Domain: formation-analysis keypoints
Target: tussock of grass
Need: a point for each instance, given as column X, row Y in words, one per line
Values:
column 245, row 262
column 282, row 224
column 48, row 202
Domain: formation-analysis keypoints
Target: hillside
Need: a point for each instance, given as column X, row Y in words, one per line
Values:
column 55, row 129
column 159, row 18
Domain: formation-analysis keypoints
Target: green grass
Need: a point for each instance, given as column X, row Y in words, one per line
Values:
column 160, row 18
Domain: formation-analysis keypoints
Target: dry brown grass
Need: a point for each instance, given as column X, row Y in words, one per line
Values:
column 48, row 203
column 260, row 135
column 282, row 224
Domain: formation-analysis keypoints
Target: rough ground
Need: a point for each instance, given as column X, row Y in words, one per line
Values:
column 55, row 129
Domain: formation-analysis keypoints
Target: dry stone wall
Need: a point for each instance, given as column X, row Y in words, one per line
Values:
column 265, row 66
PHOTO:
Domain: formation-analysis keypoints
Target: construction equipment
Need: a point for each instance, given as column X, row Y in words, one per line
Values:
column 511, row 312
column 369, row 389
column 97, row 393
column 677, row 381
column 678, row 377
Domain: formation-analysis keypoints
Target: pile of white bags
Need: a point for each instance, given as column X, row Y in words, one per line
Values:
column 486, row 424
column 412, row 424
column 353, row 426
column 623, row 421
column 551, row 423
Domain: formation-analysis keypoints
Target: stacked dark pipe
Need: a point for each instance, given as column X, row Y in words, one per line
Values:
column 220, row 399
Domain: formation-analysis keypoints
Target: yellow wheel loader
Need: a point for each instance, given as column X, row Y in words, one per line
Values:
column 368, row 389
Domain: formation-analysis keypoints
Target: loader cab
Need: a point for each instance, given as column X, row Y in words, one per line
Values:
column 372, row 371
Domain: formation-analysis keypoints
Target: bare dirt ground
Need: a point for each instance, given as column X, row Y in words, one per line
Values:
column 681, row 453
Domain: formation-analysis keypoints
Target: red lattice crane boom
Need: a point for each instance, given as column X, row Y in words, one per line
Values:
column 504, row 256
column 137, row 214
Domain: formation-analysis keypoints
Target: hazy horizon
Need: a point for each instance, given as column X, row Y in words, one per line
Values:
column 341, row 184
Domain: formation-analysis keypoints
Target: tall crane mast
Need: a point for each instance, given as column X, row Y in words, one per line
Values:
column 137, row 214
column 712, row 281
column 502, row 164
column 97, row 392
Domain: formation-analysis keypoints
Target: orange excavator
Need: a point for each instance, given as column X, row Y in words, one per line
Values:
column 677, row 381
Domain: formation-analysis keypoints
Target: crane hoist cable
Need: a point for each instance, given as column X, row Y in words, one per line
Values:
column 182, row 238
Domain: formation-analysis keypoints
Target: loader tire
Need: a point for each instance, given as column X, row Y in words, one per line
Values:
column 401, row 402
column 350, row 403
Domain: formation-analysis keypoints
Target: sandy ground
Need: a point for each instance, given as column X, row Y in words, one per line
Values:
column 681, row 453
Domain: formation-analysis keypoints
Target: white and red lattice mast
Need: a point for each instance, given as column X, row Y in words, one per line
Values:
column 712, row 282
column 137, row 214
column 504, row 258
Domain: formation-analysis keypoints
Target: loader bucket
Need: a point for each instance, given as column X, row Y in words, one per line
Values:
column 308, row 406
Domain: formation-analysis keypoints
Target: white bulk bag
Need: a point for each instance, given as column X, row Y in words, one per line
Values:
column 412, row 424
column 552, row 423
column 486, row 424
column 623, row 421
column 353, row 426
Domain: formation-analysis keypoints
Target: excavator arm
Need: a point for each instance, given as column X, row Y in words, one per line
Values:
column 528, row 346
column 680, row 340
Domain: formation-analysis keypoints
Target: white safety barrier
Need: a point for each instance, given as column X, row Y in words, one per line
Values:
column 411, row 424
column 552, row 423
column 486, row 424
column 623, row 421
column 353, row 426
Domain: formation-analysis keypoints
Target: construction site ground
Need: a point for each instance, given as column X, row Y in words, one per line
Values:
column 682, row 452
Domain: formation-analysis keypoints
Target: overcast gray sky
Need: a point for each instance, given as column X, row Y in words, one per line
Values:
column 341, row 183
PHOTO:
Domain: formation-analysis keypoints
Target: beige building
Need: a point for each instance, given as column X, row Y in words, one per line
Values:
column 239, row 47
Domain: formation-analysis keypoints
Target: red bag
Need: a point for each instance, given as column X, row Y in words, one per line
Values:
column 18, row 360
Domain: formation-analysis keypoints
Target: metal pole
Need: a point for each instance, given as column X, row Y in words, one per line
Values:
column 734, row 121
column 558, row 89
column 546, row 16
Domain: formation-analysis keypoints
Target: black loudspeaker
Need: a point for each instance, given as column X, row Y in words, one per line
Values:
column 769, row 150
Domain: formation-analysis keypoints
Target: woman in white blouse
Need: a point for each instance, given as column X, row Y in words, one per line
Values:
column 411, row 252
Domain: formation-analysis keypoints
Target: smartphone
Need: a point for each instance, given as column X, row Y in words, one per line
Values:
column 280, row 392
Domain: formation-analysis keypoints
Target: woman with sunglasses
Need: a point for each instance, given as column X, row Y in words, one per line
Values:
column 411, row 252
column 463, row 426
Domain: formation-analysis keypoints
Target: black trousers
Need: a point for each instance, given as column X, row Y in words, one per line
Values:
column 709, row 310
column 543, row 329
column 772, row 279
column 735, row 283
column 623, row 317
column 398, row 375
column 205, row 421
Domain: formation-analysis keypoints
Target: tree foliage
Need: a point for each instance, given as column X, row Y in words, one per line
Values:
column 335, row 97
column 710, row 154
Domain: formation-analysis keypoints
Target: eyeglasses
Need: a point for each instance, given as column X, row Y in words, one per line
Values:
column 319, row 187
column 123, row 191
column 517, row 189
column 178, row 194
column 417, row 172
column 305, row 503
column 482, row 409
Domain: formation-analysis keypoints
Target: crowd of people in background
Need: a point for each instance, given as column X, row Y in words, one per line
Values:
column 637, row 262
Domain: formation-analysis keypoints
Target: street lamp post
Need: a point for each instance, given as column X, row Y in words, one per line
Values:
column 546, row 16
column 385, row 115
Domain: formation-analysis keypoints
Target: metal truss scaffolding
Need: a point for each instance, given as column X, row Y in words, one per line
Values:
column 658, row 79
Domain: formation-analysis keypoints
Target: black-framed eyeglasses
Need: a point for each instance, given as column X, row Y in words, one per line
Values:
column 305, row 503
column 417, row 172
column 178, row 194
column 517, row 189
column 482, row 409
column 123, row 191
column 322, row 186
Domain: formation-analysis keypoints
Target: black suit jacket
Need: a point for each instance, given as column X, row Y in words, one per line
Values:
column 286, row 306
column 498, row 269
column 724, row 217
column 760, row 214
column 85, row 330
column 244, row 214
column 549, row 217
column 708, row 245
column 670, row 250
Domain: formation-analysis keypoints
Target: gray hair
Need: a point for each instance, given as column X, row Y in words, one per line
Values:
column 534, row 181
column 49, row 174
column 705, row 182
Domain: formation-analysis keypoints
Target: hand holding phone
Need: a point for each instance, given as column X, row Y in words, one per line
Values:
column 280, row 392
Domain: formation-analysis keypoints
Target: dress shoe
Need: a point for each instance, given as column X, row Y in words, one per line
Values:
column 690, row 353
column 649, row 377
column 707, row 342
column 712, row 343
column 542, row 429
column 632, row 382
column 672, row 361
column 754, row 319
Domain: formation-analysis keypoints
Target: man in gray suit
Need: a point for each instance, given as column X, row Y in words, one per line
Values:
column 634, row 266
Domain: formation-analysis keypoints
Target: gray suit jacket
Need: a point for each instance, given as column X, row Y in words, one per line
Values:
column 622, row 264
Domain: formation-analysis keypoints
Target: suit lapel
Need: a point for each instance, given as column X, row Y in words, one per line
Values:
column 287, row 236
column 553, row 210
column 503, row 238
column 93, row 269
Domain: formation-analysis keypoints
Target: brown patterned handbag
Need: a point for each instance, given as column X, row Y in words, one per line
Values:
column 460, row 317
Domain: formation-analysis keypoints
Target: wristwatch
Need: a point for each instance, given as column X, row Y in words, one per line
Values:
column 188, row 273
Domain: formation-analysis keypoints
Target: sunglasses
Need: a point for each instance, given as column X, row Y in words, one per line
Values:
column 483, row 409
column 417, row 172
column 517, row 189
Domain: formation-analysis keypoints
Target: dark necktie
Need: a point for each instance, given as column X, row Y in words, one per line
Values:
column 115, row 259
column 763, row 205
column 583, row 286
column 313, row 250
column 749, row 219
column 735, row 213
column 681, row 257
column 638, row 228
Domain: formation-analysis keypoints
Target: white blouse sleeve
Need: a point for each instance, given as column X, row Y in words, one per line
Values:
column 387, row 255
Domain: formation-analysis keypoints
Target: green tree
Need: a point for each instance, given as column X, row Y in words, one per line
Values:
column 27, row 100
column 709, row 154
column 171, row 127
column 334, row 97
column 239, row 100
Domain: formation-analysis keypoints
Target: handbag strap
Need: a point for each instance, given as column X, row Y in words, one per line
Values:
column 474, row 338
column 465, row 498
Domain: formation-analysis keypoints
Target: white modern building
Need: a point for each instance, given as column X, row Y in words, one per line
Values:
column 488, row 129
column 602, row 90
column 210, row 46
= = = = = = =
項目の最初の行から始め、「column 368, row 389」を含む行で終えて、その範囲の各行を番号付きの一覧として書き出す。空行は一覧に入れない。

● 課題の解答
1. Domain: formation-analysis keypoints
2. Target: tussock of grass
3. Need: a point for each instance, given as column X, row Y in words, one per line
4. Values:
5. column 245, row 262
6. column 282, row 224
7. column 48, row 202
8. Domain: formation-analysis keypoints
9. Target: hillside
10. Need: a point for each instance, given as column X, row Y in words, one per line
11. Values:
12. column 55, row 129
13. column 159, row 18
14. Domain: formation-analysis keypoints
15. Target: green grass
16. Need: a point for each instance, given as column X, row Y in words, one per line
17. Values:
18. column 160, row 18
19. Domain: formation-analysis keypoints
20. Target: dry brown grass
21. Need: a point for each instance, given as column X, row Y in words, one per line
22. Values:
23. column 48, row 203
24. column 260, row 135
25. column 282, row 224
26. Domain: formation-analysis keypoints
27. Target: rough ground
28. Need: a point for each instance, given as column X, row Y in words, one per line
29. Values:
30. column 55, row 129
31. Domain: formation-analysis keypoints
32. Target: dry stone wall
33. Need: a point for each instance, given as column X, row Y in words, one per line
34. Values:
35. column 265, row 66
36. PHOTO:
37. Domain: formation-analysis keypoints
38. Target: construction equipment
39. Need: a point for each instance, given as column X, row Y in words, one per line
40. Values:
41. column 511, row 312
42. column 369, row 389
43. column 97, row 393
44. column 677, row 381
45. column 678, row 377
46. Domain: formation-analysis keypoints
47. Target: pile of white bags
48. Need: a point for each instance, given as column X, row Y in words, one per line
49. Values:
50. column 486, row 424
51. column 412, row 424
52. column 353, row 426
53. column 623, row 421
54. column 551, row 423
55. Domain: formation-analysis keypoints
56. Target: stacked dark pipe
57. Need: a point for each instance, given as column X, row Y in words, one per line
58. Values:
59. column 220, row 399
60. Domain: formation-analysis keypoints
61. Target: yellow wheel loader
62. Need: a point for each instance, given as column X, row Y in words, one per line
63. Values:
64. column 368, row 389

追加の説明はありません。